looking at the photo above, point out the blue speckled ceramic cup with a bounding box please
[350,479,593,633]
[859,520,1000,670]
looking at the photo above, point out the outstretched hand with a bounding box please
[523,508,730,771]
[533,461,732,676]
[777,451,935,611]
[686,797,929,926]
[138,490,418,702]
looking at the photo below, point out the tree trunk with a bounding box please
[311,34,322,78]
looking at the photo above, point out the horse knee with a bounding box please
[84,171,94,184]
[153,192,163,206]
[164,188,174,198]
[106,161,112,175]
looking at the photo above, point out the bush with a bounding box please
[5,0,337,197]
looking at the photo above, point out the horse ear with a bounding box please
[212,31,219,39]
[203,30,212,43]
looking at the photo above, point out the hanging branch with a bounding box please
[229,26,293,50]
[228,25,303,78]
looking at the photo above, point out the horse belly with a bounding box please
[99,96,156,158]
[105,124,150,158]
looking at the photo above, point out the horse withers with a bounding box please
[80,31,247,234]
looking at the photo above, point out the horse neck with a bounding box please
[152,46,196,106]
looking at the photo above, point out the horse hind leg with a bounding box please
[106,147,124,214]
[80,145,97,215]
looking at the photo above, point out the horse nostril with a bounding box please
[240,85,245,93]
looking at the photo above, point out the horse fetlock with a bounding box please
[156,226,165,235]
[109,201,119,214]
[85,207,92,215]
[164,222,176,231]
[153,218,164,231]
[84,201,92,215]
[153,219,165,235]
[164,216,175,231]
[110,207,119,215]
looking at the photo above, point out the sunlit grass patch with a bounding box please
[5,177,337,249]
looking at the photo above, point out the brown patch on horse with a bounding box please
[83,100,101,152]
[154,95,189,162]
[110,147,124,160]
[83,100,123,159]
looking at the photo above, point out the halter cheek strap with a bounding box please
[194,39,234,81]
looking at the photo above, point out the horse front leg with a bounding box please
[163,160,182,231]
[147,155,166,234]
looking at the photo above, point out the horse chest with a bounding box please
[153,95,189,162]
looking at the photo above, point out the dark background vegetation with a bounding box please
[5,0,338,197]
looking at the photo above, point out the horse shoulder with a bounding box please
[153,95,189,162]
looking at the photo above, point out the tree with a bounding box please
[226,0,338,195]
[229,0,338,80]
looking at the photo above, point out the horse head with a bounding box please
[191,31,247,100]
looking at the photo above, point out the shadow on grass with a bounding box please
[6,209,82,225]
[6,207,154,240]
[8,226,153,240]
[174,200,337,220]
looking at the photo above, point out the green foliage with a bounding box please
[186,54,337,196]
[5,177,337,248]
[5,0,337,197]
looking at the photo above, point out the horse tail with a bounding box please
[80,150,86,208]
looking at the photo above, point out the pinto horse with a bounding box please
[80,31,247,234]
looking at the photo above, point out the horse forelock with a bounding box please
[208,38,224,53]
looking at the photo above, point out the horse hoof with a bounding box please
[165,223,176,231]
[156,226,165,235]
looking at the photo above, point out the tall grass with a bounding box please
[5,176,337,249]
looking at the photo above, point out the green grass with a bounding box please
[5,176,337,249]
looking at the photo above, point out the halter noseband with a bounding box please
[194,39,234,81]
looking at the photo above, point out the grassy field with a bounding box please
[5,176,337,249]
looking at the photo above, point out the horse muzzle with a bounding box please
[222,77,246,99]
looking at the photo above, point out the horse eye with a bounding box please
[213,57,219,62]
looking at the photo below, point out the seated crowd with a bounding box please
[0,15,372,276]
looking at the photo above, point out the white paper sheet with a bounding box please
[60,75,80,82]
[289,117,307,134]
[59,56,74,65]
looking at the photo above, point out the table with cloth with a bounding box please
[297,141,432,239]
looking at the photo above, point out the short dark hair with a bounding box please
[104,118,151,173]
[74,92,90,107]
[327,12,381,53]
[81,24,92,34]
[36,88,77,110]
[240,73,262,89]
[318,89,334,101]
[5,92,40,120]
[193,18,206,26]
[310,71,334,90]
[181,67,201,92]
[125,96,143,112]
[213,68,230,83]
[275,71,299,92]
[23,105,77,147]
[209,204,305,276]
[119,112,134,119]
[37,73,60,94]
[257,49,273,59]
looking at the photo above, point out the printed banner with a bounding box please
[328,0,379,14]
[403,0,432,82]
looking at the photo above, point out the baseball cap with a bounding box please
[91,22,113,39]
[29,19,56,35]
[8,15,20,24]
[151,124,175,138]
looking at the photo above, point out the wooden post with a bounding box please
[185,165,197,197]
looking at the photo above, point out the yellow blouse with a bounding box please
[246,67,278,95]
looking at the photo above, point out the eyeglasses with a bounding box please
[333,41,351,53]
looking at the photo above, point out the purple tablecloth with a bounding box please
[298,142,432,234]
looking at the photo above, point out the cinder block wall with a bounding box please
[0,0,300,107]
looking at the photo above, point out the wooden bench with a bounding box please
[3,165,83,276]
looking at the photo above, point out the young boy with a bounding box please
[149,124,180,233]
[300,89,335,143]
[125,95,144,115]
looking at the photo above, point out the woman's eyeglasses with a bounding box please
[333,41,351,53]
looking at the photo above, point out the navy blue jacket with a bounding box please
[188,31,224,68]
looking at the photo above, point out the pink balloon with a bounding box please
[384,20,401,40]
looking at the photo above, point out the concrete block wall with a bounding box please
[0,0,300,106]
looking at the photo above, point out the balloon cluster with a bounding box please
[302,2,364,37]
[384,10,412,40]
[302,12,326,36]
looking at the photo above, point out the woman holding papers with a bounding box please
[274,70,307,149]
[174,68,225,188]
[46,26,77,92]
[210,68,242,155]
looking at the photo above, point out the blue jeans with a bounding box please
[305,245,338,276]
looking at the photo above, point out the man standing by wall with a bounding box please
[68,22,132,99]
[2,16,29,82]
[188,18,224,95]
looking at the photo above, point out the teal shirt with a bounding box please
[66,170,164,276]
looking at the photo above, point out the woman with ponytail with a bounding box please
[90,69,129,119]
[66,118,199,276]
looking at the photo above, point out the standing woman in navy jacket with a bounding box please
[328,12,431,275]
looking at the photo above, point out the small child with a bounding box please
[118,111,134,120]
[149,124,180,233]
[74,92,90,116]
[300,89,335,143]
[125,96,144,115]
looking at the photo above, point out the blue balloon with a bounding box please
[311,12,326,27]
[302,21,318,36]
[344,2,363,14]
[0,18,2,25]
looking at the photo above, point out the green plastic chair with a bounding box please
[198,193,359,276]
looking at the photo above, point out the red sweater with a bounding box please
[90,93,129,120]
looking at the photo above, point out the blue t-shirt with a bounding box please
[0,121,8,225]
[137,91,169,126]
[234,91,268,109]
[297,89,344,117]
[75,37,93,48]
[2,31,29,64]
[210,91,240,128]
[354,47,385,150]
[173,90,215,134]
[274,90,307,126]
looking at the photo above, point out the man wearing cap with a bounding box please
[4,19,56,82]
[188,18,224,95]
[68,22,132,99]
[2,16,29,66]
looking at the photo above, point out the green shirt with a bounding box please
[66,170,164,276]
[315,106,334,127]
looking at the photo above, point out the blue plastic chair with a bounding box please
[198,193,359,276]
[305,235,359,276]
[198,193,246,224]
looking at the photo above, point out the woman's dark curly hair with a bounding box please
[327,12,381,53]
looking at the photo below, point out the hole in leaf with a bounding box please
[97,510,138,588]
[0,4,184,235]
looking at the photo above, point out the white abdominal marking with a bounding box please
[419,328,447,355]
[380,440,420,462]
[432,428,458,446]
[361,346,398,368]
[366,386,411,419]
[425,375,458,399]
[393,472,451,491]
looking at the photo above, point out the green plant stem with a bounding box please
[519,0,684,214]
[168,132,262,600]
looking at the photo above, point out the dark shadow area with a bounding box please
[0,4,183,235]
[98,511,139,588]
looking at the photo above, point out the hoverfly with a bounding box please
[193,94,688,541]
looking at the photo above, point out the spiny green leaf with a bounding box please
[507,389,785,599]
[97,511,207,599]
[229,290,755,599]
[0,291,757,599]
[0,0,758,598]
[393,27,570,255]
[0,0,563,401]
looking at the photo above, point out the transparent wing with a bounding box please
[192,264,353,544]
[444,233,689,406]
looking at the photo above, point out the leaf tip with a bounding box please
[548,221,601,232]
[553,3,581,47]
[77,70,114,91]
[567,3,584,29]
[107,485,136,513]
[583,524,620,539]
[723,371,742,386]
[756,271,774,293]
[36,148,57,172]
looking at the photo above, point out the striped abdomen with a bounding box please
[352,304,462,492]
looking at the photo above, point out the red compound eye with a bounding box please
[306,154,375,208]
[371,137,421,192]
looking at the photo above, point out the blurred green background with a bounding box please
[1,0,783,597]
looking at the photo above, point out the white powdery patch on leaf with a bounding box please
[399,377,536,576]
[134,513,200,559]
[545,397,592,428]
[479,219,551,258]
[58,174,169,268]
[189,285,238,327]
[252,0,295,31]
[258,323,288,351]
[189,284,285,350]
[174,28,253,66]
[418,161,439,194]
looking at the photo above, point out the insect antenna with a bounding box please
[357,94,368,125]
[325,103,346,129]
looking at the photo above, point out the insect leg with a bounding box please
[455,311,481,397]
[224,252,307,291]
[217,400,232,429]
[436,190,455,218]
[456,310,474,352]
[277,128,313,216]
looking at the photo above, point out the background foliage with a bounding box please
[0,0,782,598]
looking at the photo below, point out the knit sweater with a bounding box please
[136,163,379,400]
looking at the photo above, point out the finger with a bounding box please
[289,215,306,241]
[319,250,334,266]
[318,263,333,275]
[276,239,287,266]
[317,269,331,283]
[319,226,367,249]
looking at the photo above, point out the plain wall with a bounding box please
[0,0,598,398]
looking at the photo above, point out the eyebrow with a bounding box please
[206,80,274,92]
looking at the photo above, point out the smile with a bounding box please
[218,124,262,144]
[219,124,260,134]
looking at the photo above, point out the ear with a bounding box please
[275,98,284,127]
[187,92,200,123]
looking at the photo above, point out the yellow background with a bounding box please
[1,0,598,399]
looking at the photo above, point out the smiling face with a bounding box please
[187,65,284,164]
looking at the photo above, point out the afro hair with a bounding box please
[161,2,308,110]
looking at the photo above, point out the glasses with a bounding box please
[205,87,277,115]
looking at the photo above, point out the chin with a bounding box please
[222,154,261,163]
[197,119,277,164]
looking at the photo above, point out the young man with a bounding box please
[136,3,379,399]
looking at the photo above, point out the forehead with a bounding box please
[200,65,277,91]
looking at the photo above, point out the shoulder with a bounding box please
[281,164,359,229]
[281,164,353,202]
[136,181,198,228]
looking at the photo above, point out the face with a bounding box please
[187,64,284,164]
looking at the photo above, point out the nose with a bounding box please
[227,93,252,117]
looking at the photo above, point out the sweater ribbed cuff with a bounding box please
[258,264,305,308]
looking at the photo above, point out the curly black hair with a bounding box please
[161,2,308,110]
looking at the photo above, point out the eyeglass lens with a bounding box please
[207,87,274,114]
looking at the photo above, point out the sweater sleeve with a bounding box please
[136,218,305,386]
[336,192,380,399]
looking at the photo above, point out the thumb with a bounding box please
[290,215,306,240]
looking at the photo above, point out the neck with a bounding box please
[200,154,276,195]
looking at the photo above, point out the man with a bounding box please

# # # #

Skip all lines ahead of the one containing "looking at the photo above, point out the forehead". Reproduce that line and the remainder of the listing above exactly.

Reply:
looking at the photo above, point out the forehead with a bounding box please
[200,65,277,91]
looking at the photo above, point out the shoulder with a bounding box please
[281,164,359,229]
[281,164,353,202]
[136,181,198,228]
looking at the photo above, point out the face with a bounding box please
[187,64,284,164]
looking at the photo above, point out the nose with a bounding box please
[227,93,252,117]
looking at the photo above, point out the sweater ribbed cuff with a bounding box please
[258,264,305,308]
looking at the photo above, point out the curly black hair with a bounding box please
[161,2,308,110]
looking at the photo above, point out the eyeglass lens with a bounding box please
[207,87,274,114]
looking at the photo above, point out the sweater sleeve with a bounding box please
[136,218,305,386]
[336,192,380,399]
looking at the photo above, point out the thumb with a bounding box please
[290,215,306,240]
looking at the photo above, point out the neck with a bounding box please
[200,154,276,195]
looking at the photo above, point out the man with a bounding box please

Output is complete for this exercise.